**TEXT SHOWN**
========
Developing Global Leaders

Developing Global Leaders

This article – a version of which was originally written by a highly experienced marketing professional in the education sector – follows on from our piece last week where we discussed the preparation of tomorrow’s leaders. There is a little cross-over but more so than ever it’s vital that we make clear that the journey to great leadership starts with education and the annual PwC Global CEO survey backs us up.

Amongst many other statistics in the survey (the most comprehensive of it’s type), 75% of CEOs said that ‘a skilled, educated and adaptive workforce should be a priority for business’ and almost half of that number said that they are making changes in the way their leadership pipeline is developed.

We also mentioned in the previous article that tomorrow’s leaders need to be equipped not just from an educational standpoint but to tackle today’s diversity and complexity, leaders need to be equipped to overcome potentially thorny societal issues and be able to operate in a world of multiple stakeholders, each of whom hold differing values and opinions. If that wasn’t enough, tomorrow’s leaders require cultural competencies and a global mindset, all set amongst the backdrop of utterly unpredictable geopolitical landscape.

The report made clear that the world’s biggest firms are looking for ‘leaders with the ethical and cultural awareness to thrive in an international marketplace.’

 

The International Baccalaureate

 

We touched on the IB in the last article but it’s worth looking at on a more granular level.

 

There’s no doubt that one of the primary focuses of the IB – founded in Geneva in 1968 – is to develop the next generation of young leaders but they do it with an ‘emphasis on pursuing cross-cultural and inter-disciplinary links, beliefs and traditions and equipping students with a broad appreciation of foreign cultures.’

 

The most well-known of the IB programmes is the post-16 IBDP, or the International Baccalaureate Diploma Programme.

 

It offers an overarching ideal of how to develop one’s thoughts on an international level and to attain the qualities we’ve already mentioned –

 

Inquisitive • Knowledgeable • Thoughtful • Communicative • Principled •
Open-Minded • Caring • Risk-Taking • Balanced • Reflective

 

These qualities are common amongst global leaders but interestingly there is also a focus in personal development through CAS – creativity, action and service. This aspect of the IBDP looks at the development of young people who are intellectually, creatively and physically balanced and understand how the world works and crucially, how they can affect it.
========
[Dataset items]

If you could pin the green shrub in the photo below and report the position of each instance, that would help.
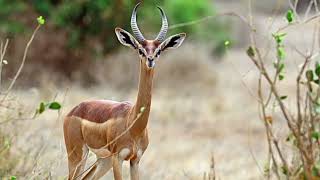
(95, 20)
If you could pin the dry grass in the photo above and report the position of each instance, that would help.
(200, 108)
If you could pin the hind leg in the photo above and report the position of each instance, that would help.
(102, 166)
(76, 149)
(76, 162)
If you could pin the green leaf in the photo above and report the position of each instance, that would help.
(251, 51)
(42, 108)
(281, 77)
(281, 53)
(279, 38)
(317, 109)
(315, 135)
(284, 170)
(283, 97)
(317, 69)
(41, 20)
(316, 171)
(226, 43)
(290, 16)
(281, 67)
(142, 109)
(54, 105)
(309, 75)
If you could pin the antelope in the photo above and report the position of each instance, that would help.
(117, 131)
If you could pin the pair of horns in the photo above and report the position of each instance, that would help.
(136, 31)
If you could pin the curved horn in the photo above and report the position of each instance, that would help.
(164, 28)
(134, 25)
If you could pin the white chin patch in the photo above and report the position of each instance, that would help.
(150, 64)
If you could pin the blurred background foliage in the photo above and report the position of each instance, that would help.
(88, 26)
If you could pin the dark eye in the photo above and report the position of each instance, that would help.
(141, 53)
(158, 53)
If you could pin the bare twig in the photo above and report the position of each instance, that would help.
(22, 63)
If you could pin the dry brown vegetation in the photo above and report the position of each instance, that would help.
(201, 108)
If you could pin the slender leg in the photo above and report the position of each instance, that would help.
(100, 169)
(134, 170)
(76, 162)
(117, 167)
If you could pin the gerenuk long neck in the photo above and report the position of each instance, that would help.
(143, 100)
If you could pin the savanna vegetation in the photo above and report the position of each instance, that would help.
(239, 100)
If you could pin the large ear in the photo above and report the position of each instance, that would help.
(126, 38)
(173, 42)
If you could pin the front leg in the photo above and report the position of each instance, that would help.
(134, 170)
(117, 167)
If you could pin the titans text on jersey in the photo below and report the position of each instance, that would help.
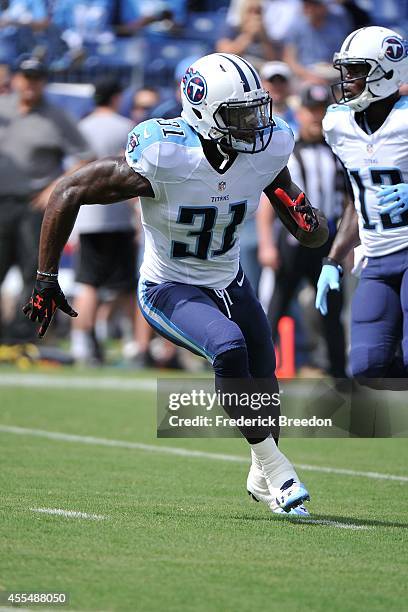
(372, 160)
(192, 226)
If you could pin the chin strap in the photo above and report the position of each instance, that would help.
(224, 155)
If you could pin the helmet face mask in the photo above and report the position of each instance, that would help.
(223, 101)
(382, 56)
(246, 128)
(370, 72)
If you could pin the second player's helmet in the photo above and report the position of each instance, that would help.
(223, 100)
(384, 55)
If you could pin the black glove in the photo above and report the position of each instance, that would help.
(300, 210)
(44, 301)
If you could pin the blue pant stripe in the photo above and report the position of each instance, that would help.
(161, 322)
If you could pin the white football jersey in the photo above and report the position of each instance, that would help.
(372, 160)
(192, 224)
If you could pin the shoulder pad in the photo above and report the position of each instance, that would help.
(402, 103)
(283, 140)
(335, 114)
(161, 149)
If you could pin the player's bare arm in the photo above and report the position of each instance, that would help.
(104, 181)
(307, 224)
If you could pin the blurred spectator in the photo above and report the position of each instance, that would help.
(171, 105)
(280, 17)
(315, 169)
(315, 37)
(143, 102)
(107, 254)
(31, 13)
(83, 21)
(276, 78)
(35, 140)
(248, 38)
(21, 22)
(5, 83)
(359, 17)
(135, 15)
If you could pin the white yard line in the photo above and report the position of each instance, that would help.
(69, 513)
(182, 452)
(336, 524)
(78, 382)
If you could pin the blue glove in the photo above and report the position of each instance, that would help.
(329, 279)
(393, 199)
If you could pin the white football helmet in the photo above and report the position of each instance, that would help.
(385, 56)
(223, 100)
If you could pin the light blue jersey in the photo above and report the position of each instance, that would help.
(192, 224)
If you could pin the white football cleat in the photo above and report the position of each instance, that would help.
(290, 493)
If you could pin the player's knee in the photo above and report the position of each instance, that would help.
(232, 363)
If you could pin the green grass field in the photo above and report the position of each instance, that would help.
(179, 532)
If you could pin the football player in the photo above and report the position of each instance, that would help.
(367, 130)
(198, 177)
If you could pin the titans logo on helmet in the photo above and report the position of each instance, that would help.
(194, 86)
(394, 49)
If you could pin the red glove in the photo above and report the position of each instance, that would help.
(301, 212)
(45, 299)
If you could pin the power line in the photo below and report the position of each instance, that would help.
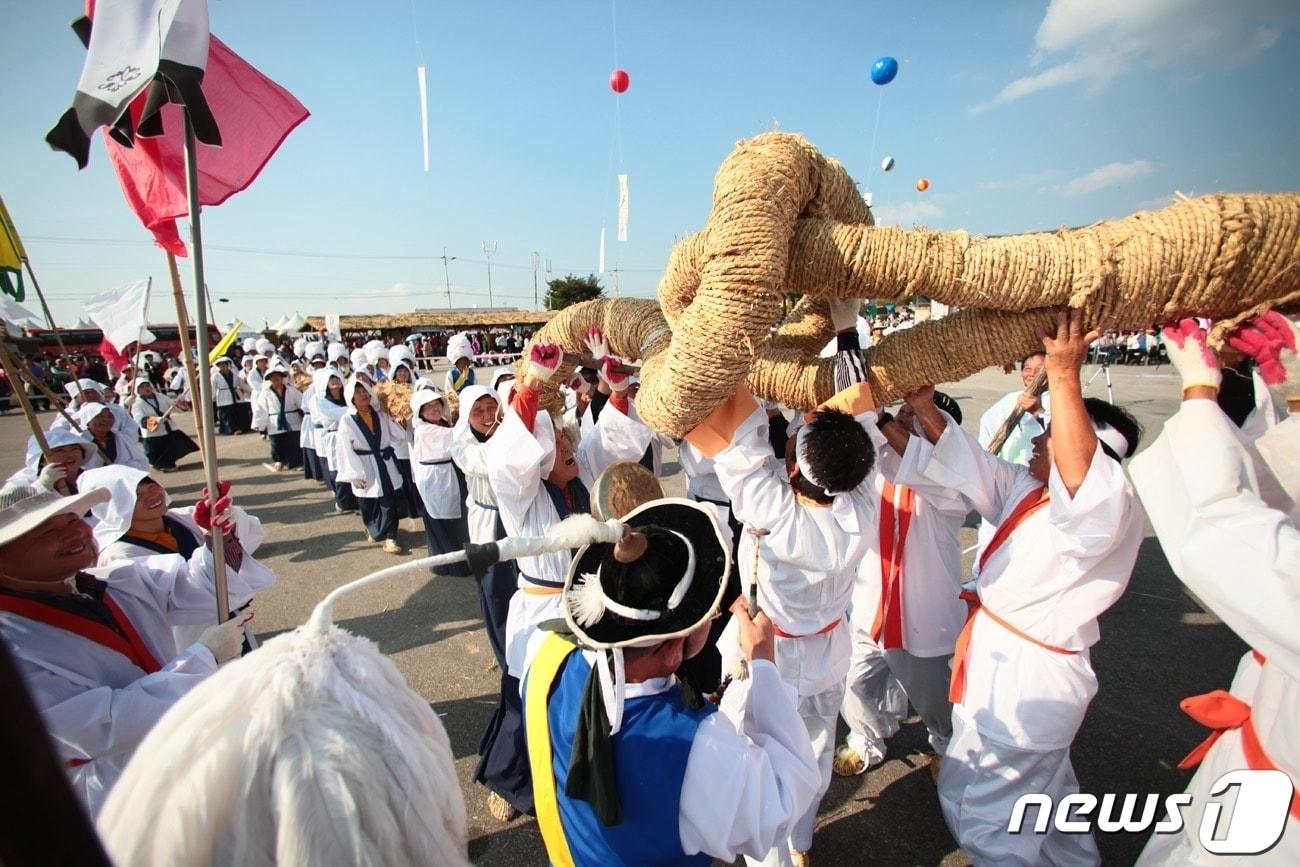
(303, 254)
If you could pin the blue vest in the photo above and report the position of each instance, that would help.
(650, 755)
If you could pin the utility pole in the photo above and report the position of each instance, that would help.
(489, 248)
(537, 260)
(446, 273)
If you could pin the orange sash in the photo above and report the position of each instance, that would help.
(1222, 711)
(895, 520)
(1032, 502)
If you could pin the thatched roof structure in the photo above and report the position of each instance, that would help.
(436, 319)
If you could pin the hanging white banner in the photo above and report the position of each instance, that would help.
(623, 207)
(424, 113)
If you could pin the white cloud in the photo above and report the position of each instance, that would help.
(906, 213)
(1106, 176)
(1097, 40)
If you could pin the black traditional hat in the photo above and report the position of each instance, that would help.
(661, 581)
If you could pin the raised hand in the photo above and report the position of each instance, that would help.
(544, 359)
(597, 345)
(611, 372)
(1272, 339)
(1191, 355)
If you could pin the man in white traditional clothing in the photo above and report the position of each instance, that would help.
(1067, 536)
(906, 606)
(502, 755)
(807, 525)
(94, 391)
(627, 770)
(95, 644)
(541, 477)
(1225, 508)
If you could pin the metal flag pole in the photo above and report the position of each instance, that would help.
(204, 377)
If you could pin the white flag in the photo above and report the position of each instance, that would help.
(14, 315)
(122, 313)
(623, 207)
(424, 113)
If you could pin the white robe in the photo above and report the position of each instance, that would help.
(265, 410)
(362, 471)
(805, 571)
(224, 393)
(248, 530)
(1200, 485)
(518, 463)
(1058, 571)
(96, 703)
(433, 473)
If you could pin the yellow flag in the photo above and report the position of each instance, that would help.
(12, 255)
(220, 349)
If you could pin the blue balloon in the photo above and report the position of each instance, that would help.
(884, 70)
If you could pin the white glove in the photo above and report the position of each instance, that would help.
(52, 475)
(225, 640)
(844, 312)
(596, 343)
(1196, 363)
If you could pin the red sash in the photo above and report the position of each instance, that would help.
(128, 644)
(1222, 711)
(1032, 502)
(895, 520)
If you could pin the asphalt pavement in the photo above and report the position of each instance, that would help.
(1157, 646)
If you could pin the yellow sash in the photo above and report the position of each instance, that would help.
(541, 675)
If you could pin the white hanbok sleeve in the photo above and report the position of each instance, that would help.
(259, 410)
(352, 468)
(744, 789)
(1238, 555)
(761, 495)
(518, 460)
(104, 722)
(616, 436)
(960, 463)
(186, 589)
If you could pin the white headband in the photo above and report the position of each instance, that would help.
(589, 602)
(1113, 438)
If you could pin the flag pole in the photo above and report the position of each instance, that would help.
(20, 391)
(44, 307)
(204, 381)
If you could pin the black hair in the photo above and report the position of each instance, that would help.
(648, 581)
(948, 404)
(839, 451)
(1108, 414)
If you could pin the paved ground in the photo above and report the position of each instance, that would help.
(1157, 646)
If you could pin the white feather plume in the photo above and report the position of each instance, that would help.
(311, 750)
(586, 599)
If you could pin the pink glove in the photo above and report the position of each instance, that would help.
(1272, 339)
(1196, 363)
(208, 516)
(544, 359)
(597, 345)
(611, 373)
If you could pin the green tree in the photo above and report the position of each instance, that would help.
(567, 290)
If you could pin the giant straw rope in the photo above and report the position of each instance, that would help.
(788, 220)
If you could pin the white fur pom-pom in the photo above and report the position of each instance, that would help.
(586, 599)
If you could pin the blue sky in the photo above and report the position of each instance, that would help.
(1022, 115)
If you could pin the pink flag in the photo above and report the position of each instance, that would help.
(255, 115)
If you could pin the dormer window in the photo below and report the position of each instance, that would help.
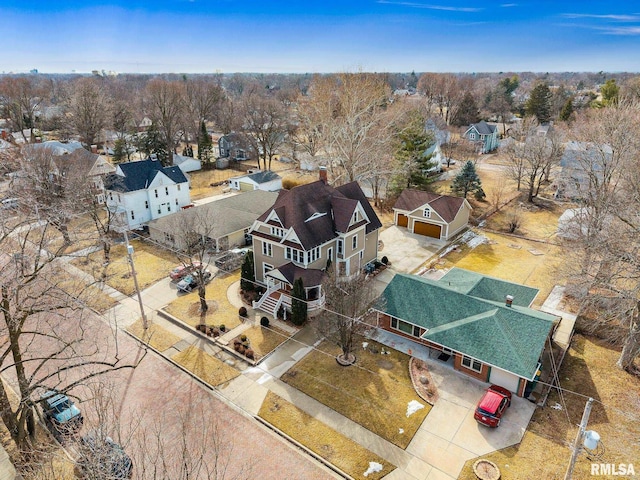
(277, 232)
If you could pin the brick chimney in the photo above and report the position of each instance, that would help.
(323, 174)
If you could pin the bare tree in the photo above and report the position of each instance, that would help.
(166, 101)
(20, 99)
(347, 301)
(89, 107)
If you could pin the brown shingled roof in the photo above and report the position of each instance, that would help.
(295, 207)
(444, 205)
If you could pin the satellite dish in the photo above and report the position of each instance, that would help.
(591, 440)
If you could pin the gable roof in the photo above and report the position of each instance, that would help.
(221, 217)
(444, 205)
(510, 338)
(139, 175)
(296, 207)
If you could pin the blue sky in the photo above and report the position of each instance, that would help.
(190, 36)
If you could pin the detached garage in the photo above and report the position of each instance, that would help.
(430, 214)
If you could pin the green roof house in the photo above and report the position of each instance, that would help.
(484, 323)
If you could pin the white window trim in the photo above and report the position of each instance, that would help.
(471, 362)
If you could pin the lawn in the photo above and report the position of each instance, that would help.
(344, 453)
(156, 336)
(206, 367)
(265, 340)
(374, 393)
(589, 369)
(152, 264)
(526, 262)
(186, 308)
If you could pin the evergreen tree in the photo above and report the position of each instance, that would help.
(467, 113)
(153, 144)
(610, 92)
(298, 303)
(467, 181)
(539, 103)
(119, 151)
(567, 110)
(205, 145)
(247, 274)
(413, 141)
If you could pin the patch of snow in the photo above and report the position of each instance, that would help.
(373, 468)
(413, 406)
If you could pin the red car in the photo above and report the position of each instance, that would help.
(182, 271)
(492, 405)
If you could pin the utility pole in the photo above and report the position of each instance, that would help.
(135, 278)
(577, 445)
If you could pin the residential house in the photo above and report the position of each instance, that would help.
(259, 180)
(309, 229)
(483, 326)
(222, 224)
(186, 164)
(235, 146)
(483, 135)
(431, 214)
(145, 190)
(580, 163)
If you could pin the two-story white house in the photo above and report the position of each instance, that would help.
(309, 229)
(145, 190)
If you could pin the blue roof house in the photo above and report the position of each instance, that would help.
(145, 190)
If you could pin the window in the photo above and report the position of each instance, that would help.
(405, 327)
(277, 232)
(471, 364)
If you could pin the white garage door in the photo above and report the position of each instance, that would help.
(504, 379)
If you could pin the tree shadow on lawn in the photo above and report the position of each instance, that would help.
(374, 392)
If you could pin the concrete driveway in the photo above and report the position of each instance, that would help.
(407, 251)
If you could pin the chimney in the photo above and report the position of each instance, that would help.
(323, 174)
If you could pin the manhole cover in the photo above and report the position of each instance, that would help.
(486, 470)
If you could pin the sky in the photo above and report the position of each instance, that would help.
(319, 36)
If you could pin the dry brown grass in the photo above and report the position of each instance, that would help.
(265, 340)
(155, 335)
(344, 453)
(544, 452)
(373, 393)
(206, 367)
(152, 264)
(511, 259)
(221, 312)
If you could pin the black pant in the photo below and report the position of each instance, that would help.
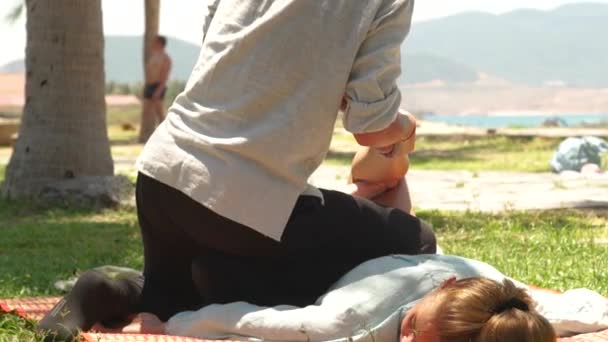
(320, 244)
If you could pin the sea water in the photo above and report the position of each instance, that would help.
(523, 121)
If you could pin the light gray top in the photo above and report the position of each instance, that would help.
(257, 115)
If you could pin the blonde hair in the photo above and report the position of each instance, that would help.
(482, 310)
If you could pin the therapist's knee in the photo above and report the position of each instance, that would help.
(428, 240)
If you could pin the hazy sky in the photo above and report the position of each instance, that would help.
(182, 18)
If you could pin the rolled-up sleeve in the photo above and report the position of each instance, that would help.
(372, 95)
(209, 14)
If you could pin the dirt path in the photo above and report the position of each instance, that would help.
(463, 190)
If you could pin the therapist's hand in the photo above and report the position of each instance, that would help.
(366, 189)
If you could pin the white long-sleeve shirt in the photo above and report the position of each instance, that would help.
(257, 115)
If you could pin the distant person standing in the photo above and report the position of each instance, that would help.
(158, 68)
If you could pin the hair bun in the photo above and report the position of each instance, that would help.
(513, 303)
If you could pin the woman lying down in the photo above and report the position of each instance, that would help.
(428, 298)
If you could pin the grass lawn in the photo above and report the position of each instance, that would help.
(472, 154)
(559, 249)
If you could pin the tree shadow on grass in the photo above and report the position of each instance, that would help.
(53, 244)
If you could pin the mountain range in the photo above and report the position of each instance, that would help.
(531, 47)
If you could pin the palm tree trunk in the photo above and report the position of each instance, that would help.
(63, 133)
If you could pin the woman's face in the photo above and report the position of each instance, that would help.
(419, 323)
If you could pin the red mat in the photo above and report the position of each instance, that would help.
(35, 308)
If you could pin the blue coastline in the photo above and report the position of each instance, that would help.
(504, 121)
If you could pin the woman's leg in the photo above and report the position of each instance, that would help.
(176, 230)
(325, 241)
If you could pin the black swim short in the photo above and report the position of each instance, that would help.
(150, 89)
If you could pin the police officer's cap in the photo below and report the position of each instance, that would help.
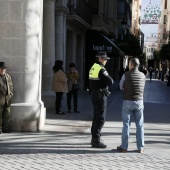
(102, 54)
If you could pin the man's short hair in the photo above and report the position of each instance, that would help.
(135, 62)
(72, 65)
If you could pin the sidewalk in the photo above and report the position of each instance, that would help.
(64, 142)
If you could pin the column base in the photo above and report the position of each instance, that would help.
(27, 117)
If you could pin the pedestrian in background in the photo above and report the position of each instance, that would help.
(132, 83)
(156, 73)
(59, 84)
(99, 80)
(73, 87)
(150, 72)
(6, 93)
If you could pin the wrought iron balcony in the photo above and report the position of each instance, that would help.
(81, 9)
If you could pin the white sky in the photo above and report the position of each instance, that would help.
(149, 29)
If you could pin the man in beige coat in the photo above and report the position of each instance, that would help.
(6, 93)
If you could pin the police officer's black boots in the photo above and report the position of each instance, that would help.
(96, 143)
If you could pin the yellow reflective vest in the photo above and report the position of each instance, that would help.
(94, 71)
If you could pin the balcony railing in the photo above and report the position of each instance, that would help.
(81, 9)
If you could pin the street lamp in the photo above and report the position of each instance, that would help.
(124, 26)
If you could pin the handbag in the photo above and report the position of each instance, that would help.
(75, 86)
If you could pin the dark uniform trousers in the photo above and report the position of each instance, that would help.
(73, 93)
(4, 117)
(99, 101)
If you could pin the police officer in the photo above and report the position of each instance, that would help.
(99, 80)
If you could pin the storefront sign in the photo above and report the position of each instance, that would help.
(102, 48)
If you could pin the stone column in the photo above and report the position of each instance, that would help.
(23, 54)
(48, 52)
(60, 30)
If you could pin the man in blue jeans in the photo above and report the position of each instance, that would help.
(132, 83)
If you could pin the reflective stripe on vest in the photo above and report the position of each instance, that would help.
(94, 71)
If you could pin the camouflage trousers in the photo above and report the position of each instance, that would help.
(4, 117)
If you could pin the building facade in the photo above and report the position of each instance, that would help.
(21, 49)
(67, 33)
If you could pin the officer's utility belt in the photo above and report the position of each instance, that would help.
(103, 91)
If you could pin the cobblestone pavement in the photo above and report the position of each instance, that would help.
(64, 142)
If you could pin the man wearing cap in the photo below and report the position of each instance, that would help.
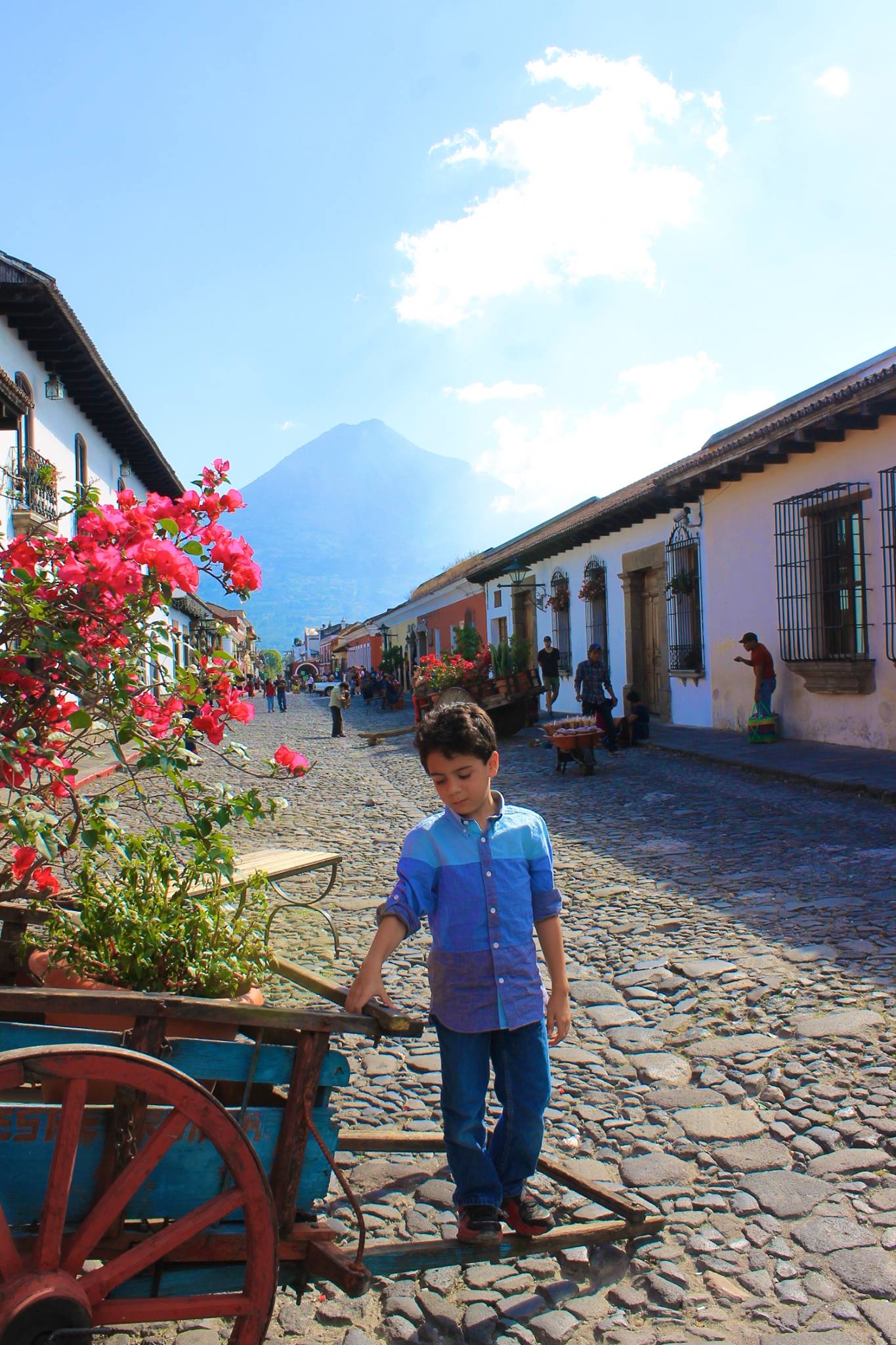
(763, 669)
(591, 677)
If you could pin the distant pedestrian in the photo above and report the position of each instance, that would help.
(550, 665)
(634, 726)
(591, 678)
(763, 667)
(339, 699)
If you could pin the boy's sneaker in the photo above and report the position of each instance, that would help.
(479, 1224)
(527, 1216)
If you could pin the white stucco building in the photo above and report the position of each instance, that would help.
(784, 525)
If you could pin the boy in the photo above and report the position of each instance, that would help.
(481, 871)
(339, 699)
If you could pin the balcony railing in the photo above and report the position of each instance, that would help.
(37, 486)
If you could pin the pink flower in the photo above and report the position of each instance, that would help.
(293, 762)
(22, 860)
========
**TO BE DONE**
Please state where and in what year the IB was founded, according to the article on developing global leaders.

**PROBLEM SOLUTION**
Geneva, in 1968.